[Point annotation records]
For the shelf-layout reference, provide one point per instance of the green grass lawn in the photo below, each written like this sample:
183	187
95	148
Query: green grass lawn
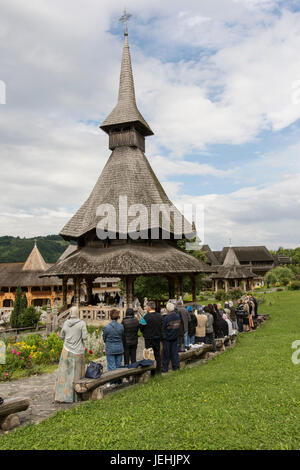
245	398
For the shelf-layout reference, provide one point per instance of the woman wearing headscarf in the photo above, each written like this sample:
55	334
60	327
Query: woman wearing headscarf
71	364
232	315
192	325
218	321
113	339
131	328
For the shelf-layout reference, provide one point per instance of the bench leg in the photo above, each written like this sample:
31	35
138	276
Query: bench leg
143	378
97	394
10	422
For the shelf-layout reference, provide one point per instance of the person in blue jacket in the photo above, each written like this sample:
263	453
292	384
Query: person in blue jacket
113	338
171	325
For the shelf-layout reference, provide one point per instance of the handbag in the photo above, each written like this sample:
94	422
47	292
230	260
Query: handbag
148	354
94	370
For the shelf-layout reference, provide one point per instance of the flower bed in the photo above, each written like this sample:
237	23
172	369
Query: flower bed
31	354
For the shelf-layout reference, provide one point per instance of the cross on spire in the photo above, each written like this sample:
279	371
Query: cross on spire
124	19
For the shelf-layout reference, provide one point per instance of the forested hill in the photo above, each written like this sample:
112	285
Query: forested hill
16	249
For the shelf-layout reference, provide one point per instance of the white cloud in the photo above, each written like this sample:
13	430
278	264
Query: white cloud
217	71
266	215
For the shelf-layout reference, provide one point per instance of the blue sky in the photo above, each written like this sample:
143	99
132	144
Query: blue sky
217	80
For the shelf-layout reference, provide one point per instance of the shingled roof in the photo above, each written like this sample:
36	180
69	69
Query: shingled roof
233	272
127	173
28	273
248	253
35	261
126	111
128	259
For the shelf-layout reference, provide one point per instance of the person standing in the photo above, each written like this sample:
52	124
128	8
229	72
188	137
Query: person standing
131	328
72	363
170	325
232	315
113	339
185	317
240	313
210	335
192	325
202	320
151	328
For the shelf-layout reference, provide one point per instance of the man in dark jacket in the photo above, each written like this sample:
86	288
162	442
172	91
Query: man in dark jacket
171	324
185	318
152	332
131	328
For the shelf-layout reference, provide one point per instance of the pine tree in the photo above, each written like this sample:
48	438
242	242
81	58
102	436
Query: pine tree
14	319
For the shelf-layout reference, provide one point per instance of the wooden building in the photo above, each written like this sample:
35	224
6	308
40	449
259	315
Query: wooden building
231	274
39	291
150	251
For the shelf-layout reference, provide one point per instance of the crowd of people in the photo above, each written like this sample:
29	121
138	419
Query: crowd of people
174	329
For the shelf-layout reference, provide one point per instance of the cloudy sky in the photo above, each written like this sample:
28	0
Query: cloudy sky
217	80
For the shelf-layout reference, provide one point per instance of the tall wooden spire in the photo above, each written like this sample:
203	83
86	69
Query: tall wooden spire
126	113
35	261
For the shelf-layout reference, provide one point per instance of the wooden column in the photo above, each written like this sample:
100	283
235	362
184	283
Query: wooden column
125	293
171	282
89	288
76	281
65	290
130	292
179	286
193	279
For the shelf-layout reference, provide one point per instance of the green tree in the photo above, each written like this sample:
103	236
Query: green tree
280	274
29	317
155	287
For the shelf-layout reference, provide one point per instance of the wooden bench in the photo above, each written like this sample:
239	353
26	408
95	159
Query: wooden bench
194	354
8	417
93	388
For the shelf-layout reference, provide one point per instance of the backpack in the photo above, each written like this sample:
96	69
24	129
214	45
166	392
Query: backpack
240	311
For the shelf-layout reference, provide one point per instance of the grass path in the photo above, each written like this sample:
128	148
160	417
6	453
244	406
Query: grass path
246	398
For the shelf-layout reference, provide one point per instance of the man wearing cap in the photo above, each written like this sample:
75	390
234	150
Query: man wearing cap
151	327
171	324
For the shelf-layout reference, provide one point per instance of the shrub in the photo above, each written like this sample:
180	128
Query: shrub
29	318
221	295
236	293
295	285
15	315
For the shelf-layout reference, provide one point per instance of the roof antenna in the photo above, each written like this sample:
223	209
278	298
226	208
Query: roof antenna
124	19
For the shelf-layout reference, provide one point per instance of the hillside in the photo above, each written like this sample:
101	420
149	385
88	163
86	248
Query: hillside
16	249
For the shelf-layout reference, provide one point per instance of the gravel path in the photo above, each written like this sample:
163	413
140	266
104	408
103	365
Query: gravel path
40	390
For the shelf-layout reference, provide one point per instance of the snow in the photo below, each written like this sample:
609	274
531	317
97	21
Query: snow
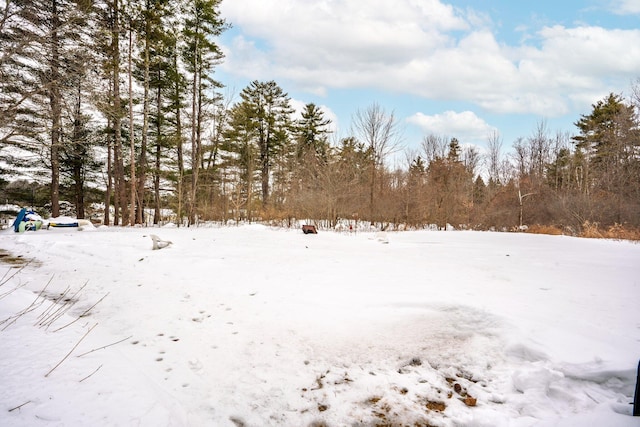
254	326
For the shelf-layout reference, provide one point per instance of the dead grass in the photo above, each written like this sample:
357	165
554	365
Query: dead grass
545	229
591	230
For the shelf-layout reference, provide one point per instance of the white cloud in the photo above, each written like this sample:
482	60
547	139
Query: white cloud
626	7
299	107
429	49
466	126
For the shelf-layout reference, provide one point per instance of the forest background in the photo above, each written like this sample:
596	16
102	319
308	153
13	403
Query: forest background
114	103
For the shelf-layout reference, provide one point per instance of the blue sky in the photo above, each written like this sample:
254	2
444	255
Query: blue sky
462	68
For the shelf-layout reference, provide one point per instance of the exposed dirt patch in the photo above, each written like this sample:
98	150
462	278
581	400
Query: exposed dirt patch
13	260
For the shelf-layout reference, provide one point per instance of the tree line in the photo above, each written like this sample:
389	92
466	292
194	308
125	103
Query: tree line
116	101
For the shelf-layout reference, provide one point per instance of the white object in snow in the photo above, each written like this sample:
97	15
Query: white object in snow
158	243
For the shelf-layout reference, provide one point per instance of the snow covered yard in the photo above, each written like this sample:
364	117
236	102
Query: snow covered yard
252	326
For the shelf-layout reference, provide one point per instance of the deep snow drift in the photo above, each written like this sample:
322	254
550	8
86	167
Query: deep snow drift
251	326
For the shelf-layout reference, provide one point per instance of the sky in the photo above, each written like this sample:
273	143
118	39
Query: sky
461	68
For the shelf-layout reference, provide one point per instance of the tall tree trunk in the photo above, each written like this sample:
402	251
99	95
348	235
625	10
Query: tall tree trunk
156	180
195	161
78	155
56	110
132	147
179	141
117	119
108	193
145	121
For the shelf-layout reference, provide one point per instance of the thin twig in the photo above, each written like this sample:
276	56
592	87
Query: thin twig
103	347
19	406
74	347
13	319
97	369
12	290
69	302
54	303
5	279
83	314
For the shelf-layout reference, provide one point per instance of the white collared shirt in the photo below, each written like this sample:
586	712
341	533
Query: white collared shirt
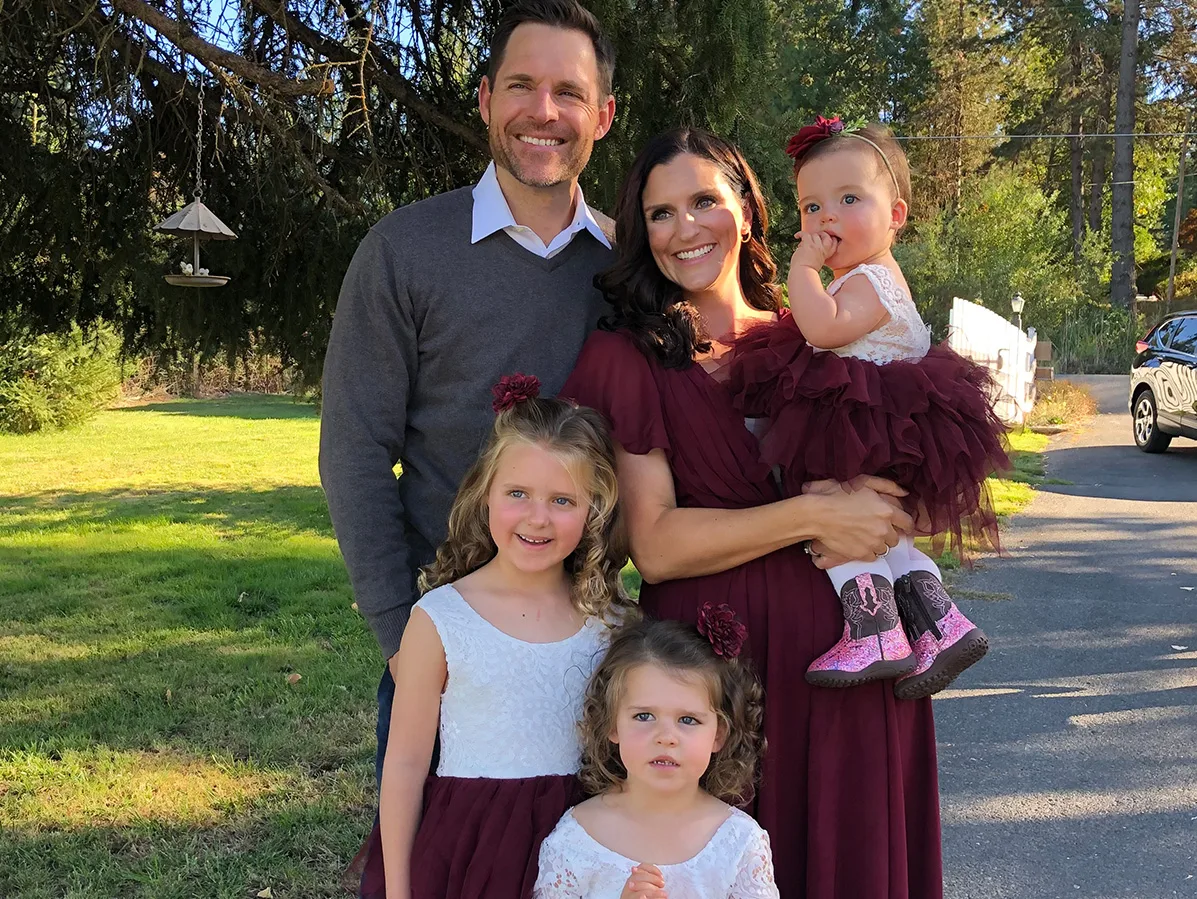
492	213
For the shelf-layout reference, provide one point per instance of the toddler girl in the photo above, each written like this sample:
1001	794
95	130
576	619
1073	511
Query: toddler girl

**Requirements**
Quote the data above in full and without alteration; skip the pictures.

**Worked solution**
For the shelf-layout reference, provide one point per instance of the green grass lawn in the photo below, each written like this sample:
183	187
95	148
Query: green grass lawn
245	398
For the shelf-layout reference, provide one point per instance of the woman wearing headscarf in the photo above, each written like this sample:
55	334
60	327
Query: woman wearing headscarf
71	364
232	315
192	325
218	321
113	339
131	328
For the shelf-layout reference, provide one point per instance of the bench leg in the photo above, each written like this sample:
31	35
138	276
Query: bench leg
143	378
97	394
10	422
For the shelf-layout reference, provide one point per instance of the person in blue jacket in the photo above, each written like this sample:
263	453
292	384
Query: person in blue jacket
113	338
171	325
For the shelf-layout reference, provide one point per instance of the handbag in the photo above, each written like this sample:
94	422
47	292
230	260
Query: handbag
148	354
94	370
For the shelf-layout reference, provide one point per instance of the flower bed in the photo above, each written like this sample:
237	23
172	369
Query: flower bed
31	354
For the shelf-layout reference, provide one point per instance of the cross on spire in the photo above, each written like this sample:
279	371
Query: cross on spire
124	19
For the shelf-layout reference, provide one point per instance of the forested hill in the photo above, each written like this sample:
112	285
Query: forested hill
16	249
For the shelf-layout reference, provide one point per instance of the white cloud in the photo above, each written like this sample:
13	430
278	264
Query: white cloud
217	71
266	215
For the shelf-layout reference, provide one point per instance of the blue sky in the photo above, each written like this sample:
143	99
132	144
Query: blue sky
217	80
For the shelf-layout reference, provide one point per instance of the shingled roof in the photo above, each written like this sample:
36	180
69	69
Query: shingled roof
233	272
127	173
28	273
248	253
35	261
126	111
128	259
For the shelf-layout reference, provide one point per instance of the person standing in the photo above, each written like this sample:
52	124
128	8
229	72
188	137
Query: person standing
131	328
72	363
170	325
232	315
113	339
185	317
240	313
210	335
192	325
202	320
151	328
For the shelf-layout reference, provide one point per instance of the man in dark jacket in the photo above, each written like this sample:
86	288
162	442
172	91
Query: man in dark jacket
171	324
185	318
152	332
131	328
For the shelf-layout reference, provide one point per instance of the pine tree in the photo above, each written like this sample:
48	438
242	242
81	58
102	436
Query: pine tree
14	319
For the shelf-layout reference, provide one point per instance of the wooden building in the photo above, each written like this sample:
35	224
6	308
40	449
259	315
Query: wooden building
231	274
39	291
150	251
For the shelf-layout reference, provide one point per instance of the crowd of people in the photo above, each written like this sample:
29	121
138	419
Query: crowd of people
174	329
For the shelf-layout reference, provide one point per instance of the cloudy sky in the photo above, each written like this sample:
28	0
Query: cloudy sky
217	80
For the shelf-layout reference, provide one point per instance of the tall wooden spire in the photo above, each written like this sample:
203	83
86	69
Query: tall wooden spire
126	113
35	261
For the shelf-layout reference, provide one point per instance of the wooden column in the photo above, each written like this sample:
100	283
235	362
184	283
Query: wooden column
125	293
171	282
89	288
76	281
65	290
130	292
179	286
193	279
For the shelf-layout reference, provide one point per instance of the green tree in the photo above, each written like this sample:
103	236
Query: green tree
280	274
29	317
155	287
For the shelf-layout reference, provide one point per instance of the wooden bench in the photo above, each written like this sample:
239	353
26	408
95	159
Query: wooden bench
194	354
8	417
93	388
For the shelf-layout reference, provide one point per instance of the backpack in the photo above, each written like this sample:
96	69
24	129
214	45
166	392
Query: backpack
240	311
For the shelf-layout reference, provide one point per instance of the grass path in the photo above, each written like this sample:
128	148
160	417
6	453
244	406
Query: grass path
246	398
For the shelf-layout reference, provide one point per instance of the man wearing cap in the photo above, each written like this sample:
75	390
234	150
Query: man wearing cap
151	327
171	324
For the shelf-layout reference, provide one point per instance of the shrub in the photo above, each written like this sample:
180	128
Query: shrub
29	318
221	295
236	293
295	285
15	315
For the shelf-layout reference, provide one point per instance of the roof antenna in the photo above, each written like this sample:
223	209
278	298
226	208
Query: roof antenna
124	19
For the shelf-layout reference, provide one point per instance of the hillside in the photo above, each written like this sample:
101	420
149	385
88	163
86	248
Query: hillside
16	249
For the shelf-layout reference, provide one point per instance of the gravel path in the photo above, each written like this sample:
163	413
140	266
104	408
103	365
Query: gravel path
40	390
For the shelf-layout reference, provide one point per instance of the snow in the photo below, each written like this sample:
609	274
531	317
97	21
Query: snow
254	326
For the shelf-layout reference, provide one point per instance of the dead grass in the photo above, each written like this sample:
357	165
554	365
Query: dead grass
545	229
591	230
For the shelf-layout reference, provide one point per instance of the white cloud in the photo above, each written like this sample:
482	60
547	139
Query: white cloud
626	7
299	107
429	49
466	126
For the shelf-layout reference, provide one point per instance of the forest background in the photo above, each written like this sample:
596	16
102	319
308	153
13	403
Query: forest background
114	103
For the shelf-layout reference, provide one point per instance of the blue sky in the photo above, each written like this sample:
254	2
444	255
Query: blue sky
462	68
For the shelf-layout reference, provide one point per instance of the exposed dirt patch in the photo above, each written like this sample:
98	150
462	278
581	400
Query: exposed dirt patch
13	260
For the shelf-layout reference, provide one point per instance of the tree line in the photo above, each written like this sample:
389	92
466	292
194	308
125	103
Query: tree line
116	101
For the shelf-layout reference, provide one point per instance of the white object in snow in the photo above, each written like this sample:
97	15
Query: white object in snow
158	243
For the shelf-layout reference, provide one point per instance of the snow covered yard in the photo above, each written like this sample:
364	117
236	102
Query: snow covered yard
252	326
For the shelf-layout reference, provide one point per instance of the deep snow drift in the photo above, each written like this sample:
322	254
550	8
86	167
Query: deep snow drift
251	326
For the shelf-layout reference, provide one point per instance of the sky in the photo above, each written like this sample:
273	143
118	39
Query: sky
461	68
For the shelf-layout reference, provide one point per instance of the tall tree trunk in the photo above, each written like this sample:
402	251
99	95
348	235
625	10
Query: tall tree trunk
156	180
195	161
78	155
56	110
132	147
179	141
117	119
108	193
145	121
For the shelf-layout reference, provide one point per instance of the thin twig in the photo above, each written like this sample:
276	56
592	87
Query: thin twig
103	347
19	406
74	347
13	319
97	369
12	290
69	302
54	303
5	279
83	314
For the shelf-layout reference, provide one point per instance of the white collared shirt in the photo below, each written like this sample:
586	712
341	533
Query: white collared shirt
492	213
For the shelf-layout reference, provide one point per instance of the toddler girl in the photo above, each written like this sample:
1001	794
95	130
576	619
1073	511
Query: toddler girl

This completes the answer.